▶ _Provided text_
It may be that -Os is more appropriate for a kernel, where the code is
permanently in memory.
> Something like 30K for a 2MB kernel, which is somewhat large.
30K/2MB = 1.46%. I would call this measurable, but not somewhat large.
The question is whether the marginally larger code is faster, or if it
is just worse.
> ... plus some differing passes, since egcs has changed. The gcse seems to be
> the main offender... -Os improved the code size, -fno-gcse improved it some
> more, relaxing constant string alignment improved almost *nothing*.
You can choose to recommend whatever flags you wish: e.g. -Os and -fno-gcse.
> This is a real problem: for performance freaks that care only about C
> code quality, it seems that at least on i386, egcs is a bad idea: code is
> larger, and looking at assembler fragments does not indicate a trade-off
> between code size and efficiency.

▶ _Provided data_

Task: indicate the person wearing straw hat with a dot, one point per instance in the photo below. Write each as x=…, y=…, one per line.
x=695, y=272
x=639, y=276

▶ _Directive 1_
In the discussion of egcs and kernel code size, what percentage of a 2MB kernel does 30K come to?
▶ _Directive 2_
Write the next part of the discussion of egcs and kernel code size, picking up after its last sentence.

▶ _Response 1_
1.46%

▶ _Response 2_
Unfortunately, we don't systematically run benchmarks, so developers can't
really tell when they are introducing performance regressions.
> It may well be that I'm mistaken, or that I'm missing something obvious.
> But until someone corrects me (or I find a solution myself), OpenBSD will
> have to stay with gcc 2.8.1 (as much as I would like a change, personally).
That's your call, though if any OpenBSD users want to use C++, you aren't
doing them any favors by giving them 2.8.1. A third option is to help
make egcs better and then switch once 1.2 is available.